» **Dataset entries**:
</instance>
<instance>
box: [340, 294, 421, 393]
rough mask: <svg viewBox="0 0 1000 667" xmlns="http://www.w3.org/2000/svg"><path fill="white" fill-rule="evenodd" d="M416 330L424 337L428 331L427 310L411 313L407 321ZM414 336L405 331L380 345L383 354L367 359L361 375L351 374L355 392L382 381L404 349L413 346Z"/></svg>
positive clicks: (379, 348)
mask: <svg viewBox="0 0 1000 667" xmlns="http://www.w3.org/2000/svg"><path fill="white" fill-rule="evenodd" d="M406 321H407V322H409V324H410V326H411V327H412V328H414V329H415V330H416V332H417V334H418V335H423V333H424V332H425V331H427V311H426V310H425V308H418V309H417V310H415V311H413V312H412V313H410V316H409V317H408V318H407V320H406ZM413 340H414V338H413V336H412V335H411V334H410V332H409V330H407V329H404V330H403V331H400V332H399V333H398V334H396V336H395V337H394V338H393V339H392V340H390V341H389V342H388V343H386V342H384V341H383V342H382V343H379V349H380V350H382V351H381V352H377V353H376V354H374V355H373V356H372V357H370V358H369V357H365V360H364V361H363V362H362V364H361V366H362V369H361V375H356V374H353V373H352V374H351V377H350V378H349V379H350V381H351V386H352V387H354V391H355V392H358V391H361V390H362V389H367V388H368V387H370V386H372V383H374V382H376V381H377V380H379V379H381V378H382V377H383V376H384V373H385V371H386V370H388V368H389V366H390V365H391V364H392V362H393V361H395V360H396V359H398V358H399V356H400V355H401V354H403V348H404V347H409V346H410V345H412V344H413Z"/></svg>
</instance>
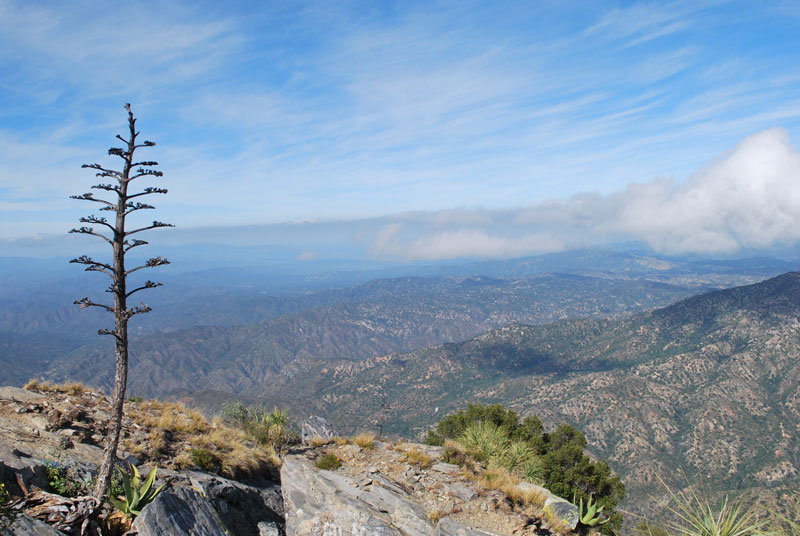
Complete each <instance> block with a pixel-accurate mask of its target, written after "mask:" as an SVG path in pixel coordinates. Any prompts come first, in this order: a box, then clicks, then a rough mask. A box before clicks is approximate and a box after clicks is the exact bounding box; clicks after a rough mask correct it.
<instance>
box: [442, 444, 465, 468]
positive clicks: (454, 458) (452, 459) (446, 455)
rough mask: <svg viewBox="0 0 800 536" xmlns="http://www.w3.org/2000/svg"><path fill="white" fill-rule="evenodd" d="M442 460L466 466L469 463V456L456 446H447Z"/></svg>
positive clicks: (442, 456)
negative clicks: (453, 447)
mask: <svg viewBox="0 0 800 536" xmlns="http://www.w3.org/2000/svg"><path fill="white" fill-rule="evenodd" d="M442 461H443V462H444V463H450V464H453V465H459V466H461V467H464V466H465V465H467V456H466V455H465V454H464V453H463V452H461V451H460V450H458V449H456V448H453V447H446V448H445V449H444V451H443V452H442Z"/></svg>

» **WHAT YOU SHOULD DO**: Write out, exactly as shown, only the lines running from the one that contains "positive clicks: (454, 458)" to the last line above.

» **ANSWER AREA**:
positive clicks: (454, 458) (452, 459) (446, 455)
rough mask: <svg viewBox="0 0 800 536" xmlns="http://www.w3.org/2000/svg"><path fill="white" fill-rule="evenodd" d="M442 460L466 466L469 463V456L456 446H447Z"/></svg>
positive clicks: (442, 456)
negative clicks: (453, 447)
mask: <svg viewBox="0 0 800 536" xmlns="http://www.w3.org/2000/svg"><path fill="white" fill-rule="evenodd" d="M442 461H443V462H444V463H450V464H453V465H459V466H461V467H464V466H465V465H467V456H466V455H465V454H464V453H463V452H461V451H460V450H458V449H456V448H453V447H446V448H445V449H444V451H443V452H442Z"/></svg>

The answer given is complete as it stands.